* **Exercise requirements**: Scan the records for "wall". Report each line that includes it.

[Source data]
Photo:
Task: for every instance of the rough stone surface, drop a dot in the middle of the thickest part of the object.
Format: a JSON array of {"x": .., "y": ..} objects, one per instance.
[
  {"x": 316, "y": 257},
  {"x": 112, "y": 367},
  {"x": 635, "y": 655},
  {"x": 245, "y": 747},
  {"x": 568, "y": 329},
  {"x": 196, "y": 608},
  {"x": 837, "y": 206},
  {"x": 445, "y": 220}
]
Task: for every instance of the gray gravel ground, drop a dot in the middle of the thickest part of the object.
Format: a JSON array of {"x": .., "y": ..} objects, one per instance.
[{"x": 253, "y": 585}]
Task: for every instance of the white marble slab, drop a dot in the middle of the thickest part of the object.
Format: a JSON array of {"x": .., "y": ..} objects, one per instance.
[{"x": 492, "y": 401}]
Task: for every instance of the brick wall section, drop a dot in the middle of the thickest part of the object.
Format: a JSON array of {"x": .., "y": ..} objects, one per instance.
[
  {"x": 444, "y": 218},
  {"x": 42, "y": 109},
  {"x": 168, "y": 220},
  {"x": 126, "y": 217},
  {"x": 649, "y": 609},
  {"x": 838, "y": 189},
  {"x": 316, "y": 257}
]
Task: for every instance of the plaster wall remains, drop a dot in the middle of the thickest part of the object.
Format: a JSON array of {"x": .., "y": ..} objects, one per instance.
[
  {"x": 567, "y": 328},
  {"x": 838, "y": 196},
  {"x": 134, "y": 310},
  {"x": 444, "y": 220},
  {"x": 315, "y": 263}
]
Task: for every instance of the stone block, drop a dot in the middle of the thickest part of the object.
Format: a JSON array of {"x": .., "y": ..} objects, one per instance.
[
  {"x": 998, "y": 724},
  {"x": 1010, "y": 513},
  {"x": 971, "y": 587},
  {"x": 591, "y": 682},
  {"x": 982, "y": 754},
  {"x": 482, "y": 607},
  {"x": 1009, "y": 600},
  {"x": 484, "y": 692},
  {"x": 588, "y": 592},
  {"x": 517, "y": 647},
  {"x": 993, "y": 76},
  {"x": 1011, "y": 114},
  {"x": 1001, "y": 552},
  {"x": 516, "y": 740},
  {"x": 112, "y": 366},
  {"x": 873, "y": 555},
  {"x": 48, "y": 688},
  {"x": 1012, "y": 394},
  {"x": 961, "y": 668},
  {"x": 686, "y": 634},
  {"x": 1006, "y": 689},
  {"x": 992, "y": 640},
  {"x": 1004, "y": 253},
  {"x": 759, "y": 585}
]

* **Exercise response**:
Task: for every instance of the brick wall section, drop a dot in the middle of the thickest part of the object.
Task: for every instance of the plaster wall remains, drop a dot in the middle of the thickest part of the object.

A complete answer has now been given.